WORK REQUEST 1: In the interview, how many times does the sugar glider company make buyers visit before it sells them a pet?
WORK REQUEST 2: Reproduce the stretch of the interview from "Hess: I take" through "it doesn't happen.".

EXERCISE PASSAGE:
********

Over the years I've learned to accept the fact that everyone runs their life the way they want to. I don't let it bother me as much. Certainly there are moments of regret, but I've gotten used to it.
Howard: You write, “I can balance my career, my health, my kids and my marriage. It’s all about knowing how to manage everyone’s needs—who needs what when and how to give it to them.” What does that look like for you?
Hess: You really need to talk to yourself at times and say, “OK, I can do this.” It's self-coaching. And it's sort of a grounding, where you remind yourself that you're there for many different reasons and different roles.
Yes, I'm a veterinarian, but I'm a mother and I'm a wife and I'm a friend and I'm diabetic, and it's often overwhelming when you look at the whole big picture. If you can just categorize and compartmentalize a little bit and take it one day at a time, it's much easier to do.
I'll tell you, there's no point at which I've felt that I've achieved this balance, and I'm forever juggling, but I think you get used to that feeling and just realize you're doing the best you can, and that's really all you can do.
Howard: In the middle of a big real-life mystery at the heart of the book—with sugar gliders arriving lethargic and dying in veterinary practices up and down the East Coast—you wind up working closely with a sugar glider breeder during your investigation. And when other veterinarians and pet owners get wind of this, you get some negative attention on TV news, the internet and phone calls to your practice. Tell me about that.
Hess: A lot of that was based on real life. In the beginning I didn’t understand the business model of the company I was working with to solve the sugar glider mystery. I thought, “Who goes to a mall to sell pets and then closes up and moves somewhere else?” I thought it was really tacky, and that's what everybody thought.
But the more I got to know this company, the more I realized their policies are amazing. They take the email addresses of the people who are purchasing their pets. They make them visit four times before they sell the pet to the owner. And they really follow up with them. If you go to a pet store, they don't do that at all, but no one blames the pet store.
The only reason they did this kiosk thing was that they could only sell a certain number of sugar gliders in any one geographic location. It's not like people were purchasing sugar gliders left and right.
I actually was amazed that this company was so responsible when there were problems with the sugar gliders dying. They took responsibility for those pets; they paid their medical bills; they replaced them if they died.
It was frustrating to me that colleagues of mine were judging this company when they really didn't have any information. These veterinarians were on TV panning this company. They should know better.
Howard: You walk a respectful line in the book between championing better exotic medical care and working with exotics breeders and the pet stores they service. Have you always been so measured?
Hess: I take a lot of flack at times for working with breeders. A lot of exotic pets are given up to rescues because they don't meet the needs of the pet owners who purchased them or adopted them, particularly birds. And it would be great to think every single exotic pet owner is going to go to a rescue and get their pet from that rescue. But it doesn't happen.
Pet stores don't necessarily sell puppies and kittens, but they sell guinea pigs and turtles and conures, and those are the animals that I treat. So I don't think it's fair to punish the animals based on the fact that they came out of a pet store. Those animals need care too. And I don't want to discourage people who go to pet stores and purchase those animals from seeking out good veterinary care.
So, yes, I definitely recommend that people go to rescue facilities and adopt those animals, but I think animals come from everywhere, and they all deserve good medical care regardless of where they're from.

********

Stored data:

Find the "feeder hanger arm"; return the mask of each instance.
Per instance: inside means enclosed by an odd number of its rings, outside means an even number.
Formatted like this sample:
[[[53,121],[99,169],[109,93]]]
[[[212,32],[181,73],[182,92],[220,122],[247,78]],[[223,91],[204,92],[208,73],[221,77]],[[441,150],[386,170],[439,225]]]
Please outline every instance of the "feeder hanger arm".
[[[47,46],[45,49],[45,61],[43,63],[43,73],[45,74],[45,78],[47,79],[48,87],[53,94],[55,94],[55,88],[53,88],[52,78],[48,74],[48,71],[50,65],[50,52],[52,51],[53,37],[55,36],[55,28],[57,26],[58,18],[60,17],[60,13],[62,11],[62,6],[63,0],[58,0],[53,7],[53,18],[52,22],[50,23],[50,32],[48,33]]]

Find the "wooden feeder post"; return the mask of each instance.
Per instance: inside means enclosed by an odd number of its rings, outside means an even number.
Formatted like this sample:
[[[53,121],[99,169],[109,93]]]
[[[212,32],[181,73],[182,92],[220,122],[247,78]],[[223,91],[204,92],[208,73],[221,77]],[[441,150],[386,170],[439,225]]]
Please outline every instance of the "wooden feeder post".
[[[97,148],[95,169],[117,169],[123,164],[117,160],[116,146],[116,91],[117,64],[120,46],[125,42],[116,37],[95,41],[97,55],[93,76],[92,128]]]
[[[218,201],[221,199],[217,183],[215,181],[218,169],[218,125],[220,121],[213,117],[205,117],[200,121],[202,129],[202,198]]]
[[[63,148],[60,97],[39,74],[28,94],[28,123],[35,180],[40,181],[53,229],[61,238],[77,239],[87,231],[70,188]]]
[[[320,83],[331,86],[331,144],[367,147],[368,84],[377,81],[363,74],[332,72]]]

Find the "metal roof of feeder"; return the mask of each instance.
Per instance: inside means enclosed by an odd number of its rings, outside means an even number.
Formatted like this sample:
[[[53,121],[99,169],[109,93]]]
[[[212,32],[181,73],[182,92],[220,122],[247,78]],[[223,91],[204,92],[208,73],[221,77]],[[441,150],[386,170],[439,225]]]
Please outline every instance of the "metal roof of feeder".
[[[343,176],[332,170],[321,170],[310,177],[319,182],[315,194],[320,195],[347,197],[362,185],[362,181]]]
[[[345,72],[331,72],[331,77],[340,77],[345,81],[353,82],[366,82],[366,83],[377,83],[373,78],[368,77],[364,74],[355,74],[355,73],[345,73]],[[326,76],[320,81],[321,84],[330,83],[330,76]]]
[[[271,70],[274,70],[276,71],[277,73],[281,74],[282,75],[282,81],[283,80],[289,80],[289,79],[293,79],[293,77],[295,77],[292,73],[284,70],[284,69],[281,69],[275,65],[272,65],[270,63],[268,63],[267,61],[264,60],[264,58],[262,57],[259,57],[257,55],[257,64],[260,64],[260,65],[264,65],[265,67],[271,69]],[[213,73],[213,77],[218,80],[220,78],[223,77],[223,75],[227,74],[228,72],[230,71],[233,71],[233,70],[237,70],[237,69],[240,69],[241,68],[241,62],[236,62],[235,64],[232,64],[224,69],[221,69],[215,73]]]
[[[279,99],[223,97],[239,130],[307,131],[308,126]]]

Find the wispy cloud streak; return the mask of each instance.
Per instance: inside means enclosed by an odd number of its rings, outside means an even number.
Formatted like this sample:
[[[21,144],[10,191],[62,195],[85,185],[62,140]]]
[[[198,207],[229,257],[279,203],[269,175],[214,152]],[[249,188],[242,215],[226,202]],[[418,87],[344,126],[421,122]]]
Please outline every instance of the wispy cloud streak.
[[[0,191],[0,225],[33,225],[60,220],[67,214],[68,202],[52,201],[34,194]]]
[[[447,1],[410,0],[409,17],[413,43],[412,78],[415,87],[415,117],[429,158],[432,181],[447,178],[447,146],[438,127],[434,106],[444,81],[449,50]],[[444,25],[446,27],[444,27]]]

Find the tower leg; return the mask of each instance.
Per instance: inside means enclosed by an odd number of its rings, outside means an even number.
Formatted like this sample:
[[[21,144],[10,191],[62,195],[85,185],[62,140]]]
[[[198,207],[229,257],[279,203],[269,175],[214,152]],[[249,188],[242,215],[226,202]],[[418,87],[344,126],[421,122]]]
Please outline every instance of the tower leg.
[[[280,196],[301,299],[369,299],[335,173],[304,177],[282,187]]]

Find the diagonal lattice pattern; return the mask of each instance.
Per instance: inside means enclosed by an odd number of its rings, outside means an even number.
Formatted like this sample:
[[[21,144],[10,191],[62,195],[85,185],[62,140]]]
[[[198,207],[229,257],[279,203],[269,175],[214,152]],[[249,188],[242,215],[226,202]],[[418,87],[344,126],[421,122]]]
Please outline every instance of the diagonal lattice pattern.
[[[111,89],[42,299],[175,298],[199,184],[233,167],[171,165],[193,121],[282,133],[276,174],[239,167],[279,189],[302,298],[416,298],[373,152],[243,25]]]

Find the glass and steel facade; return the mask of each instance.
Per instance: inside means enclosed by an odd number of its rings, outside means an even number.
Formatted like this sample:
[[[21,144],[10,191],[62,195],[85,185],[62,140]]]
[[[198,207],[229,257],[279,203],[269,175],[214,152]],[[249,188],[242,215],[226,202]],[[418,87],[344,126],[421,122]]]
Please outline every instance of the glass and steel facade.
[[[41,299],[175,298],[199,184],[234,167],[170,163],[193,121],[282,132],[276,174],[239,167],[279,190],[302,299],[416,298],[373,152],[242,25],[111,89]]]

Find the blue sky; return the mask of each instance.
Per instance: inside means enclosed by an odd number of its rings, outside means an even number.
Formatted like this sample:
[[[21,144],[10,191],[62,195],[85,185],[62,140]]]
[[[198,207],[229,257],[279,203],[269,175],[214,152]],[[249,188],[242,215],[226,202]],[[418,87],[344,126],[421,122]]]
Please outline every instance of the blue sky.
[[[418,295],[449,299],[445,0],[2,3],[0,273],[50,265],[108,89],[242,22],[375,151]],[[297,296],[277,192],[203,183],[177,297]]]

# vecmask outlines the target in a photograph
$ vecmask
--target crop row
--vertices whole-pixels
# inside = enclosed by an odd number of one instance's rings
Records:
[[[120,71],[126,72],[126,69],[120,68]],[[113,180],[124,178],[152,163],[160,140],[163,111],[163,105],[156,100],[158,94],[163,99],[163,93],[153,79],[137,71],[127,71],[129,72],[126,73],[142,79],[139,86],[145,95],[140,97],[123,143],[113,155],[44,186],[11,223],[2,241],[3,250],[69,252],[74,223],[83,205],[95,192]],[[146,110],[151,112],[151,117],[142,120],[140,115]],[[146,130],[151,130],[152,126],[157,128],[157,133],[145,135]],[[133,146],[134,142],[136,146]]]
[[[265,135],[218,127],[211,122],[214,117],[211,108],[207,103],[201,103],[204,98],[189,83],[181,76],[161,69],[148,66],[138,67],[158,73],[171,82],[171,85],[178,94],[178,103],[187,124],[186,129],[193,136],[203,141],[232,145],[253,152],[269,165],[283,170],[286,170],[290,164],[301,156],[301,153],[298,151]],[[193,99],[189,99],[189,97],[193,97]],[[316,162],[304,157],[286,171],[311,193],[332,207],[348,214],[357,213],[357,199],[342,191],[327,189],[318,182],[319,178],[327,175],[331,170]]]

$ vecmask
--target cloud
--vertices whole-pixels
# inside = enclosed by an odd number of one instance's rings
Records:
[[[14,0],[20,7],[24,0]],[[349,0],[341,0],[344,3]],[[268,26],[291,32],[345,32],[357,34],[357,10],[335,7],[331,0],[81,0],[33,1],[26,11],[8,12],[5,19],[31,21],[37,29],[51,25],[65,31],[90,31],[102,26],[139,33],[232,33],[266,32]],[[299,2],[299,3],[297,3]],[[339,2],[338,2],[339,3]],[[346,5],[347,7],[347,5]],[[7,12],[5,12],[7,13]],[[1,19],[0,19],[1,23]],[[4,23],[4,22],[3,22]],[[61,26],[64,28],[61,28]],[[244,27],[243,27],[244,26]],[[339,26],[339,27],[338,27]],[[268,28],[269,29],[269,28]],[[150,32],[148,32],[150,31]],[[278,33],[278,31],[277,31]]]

********

TASK SOLUTION 1: Four times.

TASK SOLUTION 2:
Hess: I take a lot of flack at times for working with breeders. A lot of exotic pets are given up to rescues because they don't meet the needs of the pet owners who purchased them or adopted them, particularly birds. And it would be great to think every single exotic pet owner is going to go to a rescue and get their pet from that rescue. But it doesn't happen.